*GOAL OF THE EXERCISE*
All of the data below must be repeated exactly.

# start of EXTRACTED MATERIAL

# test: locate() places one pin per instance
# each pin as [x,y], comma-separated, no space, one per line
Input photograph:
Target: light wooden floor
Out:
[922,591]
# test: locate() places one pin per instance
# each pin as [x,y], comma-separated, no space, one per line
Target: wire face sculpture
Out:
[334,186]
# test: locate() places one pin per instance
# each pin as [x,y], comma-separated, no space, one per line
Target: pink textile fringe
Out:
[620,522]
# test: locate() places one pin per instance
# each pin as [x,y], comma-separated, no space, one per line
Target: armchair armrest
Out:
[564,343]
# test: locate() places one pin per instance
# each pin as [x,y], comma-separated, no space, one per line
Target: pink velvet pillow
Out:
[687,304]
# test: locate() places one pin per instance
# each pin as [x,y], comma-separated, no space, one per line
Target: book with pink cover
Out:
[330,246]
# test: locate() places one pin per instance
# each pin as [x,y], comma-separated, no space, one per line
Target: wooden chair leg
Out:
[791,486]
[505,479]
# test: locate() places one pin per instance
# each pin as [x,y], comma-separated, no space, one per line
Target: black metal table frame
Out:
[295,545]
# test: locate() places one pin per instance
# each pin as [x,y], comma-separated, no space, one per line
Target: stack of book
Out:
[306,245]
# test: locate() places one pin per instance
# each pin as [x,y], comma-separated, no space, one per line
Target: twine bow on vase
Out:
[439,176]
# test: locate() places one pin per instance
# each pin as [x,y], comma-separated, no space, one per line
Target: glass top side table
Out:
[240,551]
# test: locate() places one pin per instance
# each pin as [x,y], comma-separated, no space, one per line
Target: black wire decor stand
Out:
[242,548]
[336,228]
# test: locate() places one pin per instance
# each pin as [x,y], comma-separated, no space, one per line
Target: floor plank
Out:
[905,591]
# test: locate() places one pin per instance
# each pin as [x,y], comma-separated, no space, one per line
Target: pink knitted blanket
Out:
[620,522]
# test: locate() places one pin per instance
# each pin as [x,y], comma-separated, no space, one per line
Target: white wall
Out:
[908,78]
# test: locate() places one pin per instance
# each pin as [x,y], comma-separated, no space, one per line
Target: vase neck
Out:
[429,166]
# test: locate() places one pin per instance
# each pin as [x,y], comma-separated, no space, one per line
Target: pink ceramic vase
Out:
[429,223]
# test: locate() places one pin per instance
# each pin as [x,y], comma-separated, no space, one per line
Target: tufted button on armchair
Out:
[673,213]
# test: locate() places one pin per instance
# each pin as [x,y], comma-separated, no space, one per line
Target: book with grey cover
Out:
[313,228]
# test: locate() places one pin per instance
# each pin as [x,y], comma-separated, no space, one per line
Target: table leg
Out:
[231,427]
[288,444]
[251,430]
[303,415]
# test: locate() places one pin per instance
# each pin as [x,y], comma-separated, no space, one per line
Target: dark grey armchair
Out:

# end of EXTRACTED MATERIAL

*REPLY TO THE EXERCISE*
# test: locate() places one pin per instance
# each pin as [x,y], comma-separated, no space, one per line
Input photograph:
Target: light wooden floor
Out:
[922,591]
# test: locate() places one pin per instance
# each pin as [x,y], comma-separated, no space, one per line
Target: wire face sculpture
Out:
[334,186]
# test: locate() places one pin per instance
# each pin as [x,y], comma-separated, no space, one per line
Target: pink textile fringe
Out:
[620,522]
# test: locate() places one pin per instance
# each pin as [x,y], comma-separated, no space, one per line
Target: armchair armrest
Out:
[564,343]
# test: locate() places one pin per instance
# each pin as [x,y], comma-separated, no space, one per line
Target: pink velvet pillow
Out:
[687,304]
# test: locate() places one pin per instance
# each pin as [x,y], comma-separated, no space, one per line
Target: book with pink cover
Out:
[330,246]
# test: locate() places one pin per instance
# each pin as [x,y], comma-separated, no space, one per line
Target: wooden chair leg
Out:
[791,486]
[505,479]
# test: locate() places one pin per instance
# each pin as [x,y], comma-separated, no space, one per line
Target: black metal table frame
Out:
[295,545]
# test: locate() places one pin per instance
# each pin as [x,y], comma-separated, no space, one per line
Target: stack of book
Out:
[306,245]
# test: locate() places one pin per instance
# each pin as [x,y], comma-separated, no space, one per line
Target: twine bow on vase
Out:
[439,176]
# test: locate() places one pin per instance
# each pin as [x,y], comma-separated, no space, one per line
Target: glass top side table
Out:
[240,551]
# test: locate() places one pin per instance
# each pin as [x,y], comma-separated, no space, one per line
Target: black wire decor stand
Out:
[242,548]
[336,228]
# test: locate() places one pin per instance
# each pin as [x,y], comma-separated, no space, one per line
Target: floor plank
Out:
[905,591]
# test: locate() places one pin per instance
# each pin as [x,y], comma-separated, no space, one per line
Target: pink knitted blanket
Out:
[620,522]
# test: locate() places one pin per instance
# each pin as [x,y], comma-separated, no space, one per line
Target: white wall
Out:
[908,78]
# test: locate() places one pin per instance
# each pin as [x,y], comma-separated, no space, one per line
Target: vase neck
Out:
[429,166]
# test: locate() places one pin per instance
# each pin as [x,y], comma-separated, no space, one per line
Target: pink ceramic vase
Out:
[429,223]
# test: locate() places one pin per instance
# each pin as [x,y], comma-separated, no space, one per line
Target: tufted button on armchair
Out:
[673,213]
# test: locate() places one pin per instance
# each pin as [x,y], comma-separated, no space, one per line
Target: book with grey cover
Out:
[313,228]
# test: locate() places one pin per instance
# each pin as [x,y], comma-separated, no space, one per line
Target: table leg
Out:
[231,427]
[288,444]
[251,430]
[303,415]
# test: locate() places one pin per instance
# each pin as [x,y], comma-separated, no space, one per line
Target: dark grey armchair
Out:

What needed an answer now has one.